Text provided.
:::::
Health Minister sends letter of thanks to the U.S for Covid-19 vaccine donation

Health Minister Dasho Dechen Wangmo

Lhakpa Tshering

In a letter dated 30 July – three days after the successful second round nationwide immunization drive against Covid-19 – health minister Dasho Dechen Wangmo sent a letter of thanks to the U.S for its generous donation of vaccines to Bhutan.

Addressed to the U.S Chargé d’affairesAtulKeshap in New Delhi, the health minister expressed gratitude to the U.S government for making the nationwide rollout of the second Covid-19 vaccination program in the country possible, as it received 500,000 doses of Moderna vaccine through the COVAX facility.

“We are humbled by the generosity of your government and the American people. We look forward to engaging with the U.S government to end this pandemic,” the letter of thanks reads.

She described the United States’ international engagement and multilateral cooperation in combating Covid-19 and advancing global health security under President Joe Biden’s leadership as inspiring and wrote, “Ensuring broad and equitable access to vaccines is no doubt an integral part of this goal.”

The half a million doses of the Moderna vaccine by the United States enabled Bhutan to launch a successful nationwide second dose vaccination drive for the eligible adult population from 20 July onwards which had attracted international attention.

Expressing greater appreciation, Lyonpo wrote, “During the second nationwide Covid-19 vaccination campaign that lasted for a week, around 95.3 percent of the eligible populations have been vaccinated with the second dose.”

Besides, she also expressed her excitement for the Moderna vaccine receiving authorization to use in children aged 12 to 17 from the European Medicines Agency (EMA), the first time the vaccine has been authorized for people under 18 years old.

“Today, as we welcomed the approval by EMA for Moderna vaccine use in children aged 12 to 17 and following emergency authorization by the Drug Regulatory Authority (DRA) in the country, we have started inoculating children aged 12 to 17 in nine high-risk districts including the capital with the remaining doses,” she said.

In the meantime, Lyonpo also informed that the population-based research collaboration between the Moderna and the Ministry of Health is moving ahead as planned. 

This research aimed at understanding the safety, efficacy, and reactogenicity of the Moderna vaccine inoculated in the eligible population as heterologous Covid-19 prime-boost vaccination.

“We hope the data generated through this collaboration will provide ‘real-world’ evidence to guide future vaccine development and innovation,” Lyonpo wrote, adding that the research collaboration with her alma mater – Yale University, is also advancing well in the area of public health.
:::::
What you will do.
For each statement, answer yes or no on whether it agrees with the news story about the vaccine donation, and quote the words from the news story that decide it.
1. Bhutan received 500,000 doses of Moderna vaccine through the COVAX facility.
2. The second nationwide vaccination campaign lasted two weeks.
3. Children aged 12 to 17 are being vaccinated in every district of the country.

Provided information.
:::::
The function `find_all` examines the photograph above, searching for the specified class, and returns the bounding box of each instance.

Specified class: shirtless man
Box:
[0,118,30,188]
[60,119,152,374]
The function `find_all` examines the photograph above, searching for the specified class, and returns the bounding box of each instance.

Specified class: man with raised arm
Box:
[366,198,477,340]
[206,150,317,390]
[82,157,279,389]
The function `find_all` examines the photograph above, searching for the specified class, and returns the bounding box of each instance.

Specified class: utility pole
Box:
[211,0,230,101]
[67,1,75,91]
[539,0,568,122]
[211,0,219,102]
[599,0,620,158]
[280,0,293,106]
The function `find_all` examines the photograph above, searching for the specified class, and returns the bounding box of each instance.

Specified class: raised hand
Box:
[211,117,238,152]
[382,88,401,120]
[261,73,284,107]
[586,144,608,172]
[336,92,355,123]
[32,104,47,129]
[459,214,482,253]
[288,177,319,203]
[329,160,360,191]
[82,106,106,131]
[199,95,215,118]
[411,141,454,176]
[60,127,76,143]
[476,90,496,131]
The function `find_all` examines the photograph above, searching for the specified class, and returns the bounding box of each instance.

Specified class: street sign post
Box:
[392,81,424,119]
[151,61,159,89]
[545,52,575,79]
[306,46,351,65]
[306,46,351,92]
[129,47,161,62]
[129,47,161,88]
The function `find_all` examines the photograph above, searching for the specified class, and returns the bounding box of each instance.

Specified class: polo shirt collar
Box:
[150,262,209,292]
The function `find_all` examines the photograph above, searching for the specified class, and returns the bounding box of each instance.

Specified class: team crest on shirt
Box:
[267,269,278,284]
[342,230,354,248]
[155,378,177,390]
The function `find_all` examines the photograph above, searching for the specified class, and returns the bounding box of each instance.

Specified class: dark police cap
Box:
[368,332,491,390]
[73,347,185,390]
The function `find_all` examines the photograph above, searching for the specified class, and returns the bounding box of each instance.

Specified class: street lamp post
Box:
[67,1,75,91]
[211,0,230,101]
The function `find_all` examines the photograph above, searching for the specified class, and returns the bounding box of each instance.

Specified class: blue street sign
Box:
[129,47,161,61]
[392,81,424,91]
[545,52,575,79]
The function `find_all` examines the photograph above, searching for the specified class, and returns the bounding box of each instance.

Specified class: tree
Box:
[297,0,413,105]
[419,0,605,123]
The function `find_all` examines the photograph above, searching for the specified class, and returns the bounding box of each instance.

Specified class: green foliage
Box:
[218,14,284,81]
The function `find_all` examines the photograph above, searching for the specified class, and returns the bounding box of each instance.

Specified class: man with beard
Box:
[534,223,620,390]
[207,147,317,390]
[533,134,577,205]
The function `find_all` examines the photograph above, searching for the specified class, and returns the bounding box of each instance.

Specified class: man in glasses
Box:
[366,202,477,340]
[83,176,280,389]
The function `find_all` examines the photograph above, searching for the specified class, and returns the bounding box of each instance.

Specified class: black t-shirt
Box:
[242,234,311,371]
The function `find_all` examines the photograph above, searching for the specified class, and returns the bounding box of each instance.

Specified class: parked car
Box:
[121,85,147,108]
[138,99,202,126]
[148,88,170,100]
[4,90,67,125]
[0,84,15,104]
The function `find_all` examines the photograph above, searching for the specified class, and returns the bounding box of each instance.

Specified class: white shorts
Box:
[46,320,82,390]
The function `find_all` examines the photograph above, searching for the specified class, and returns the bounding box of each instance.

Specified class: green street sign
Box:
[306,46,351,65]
:::::
Worked solution.
1. Yes: "as it received 500,000 doses of Moderna vaccine through the COVAX facility"
2. No: "the second nationwide Covid-19 vaccination campaign that lasted for a week"
3. No: "we have started inoculating children aged 12 to 17 in nine high-risk districts including the capital"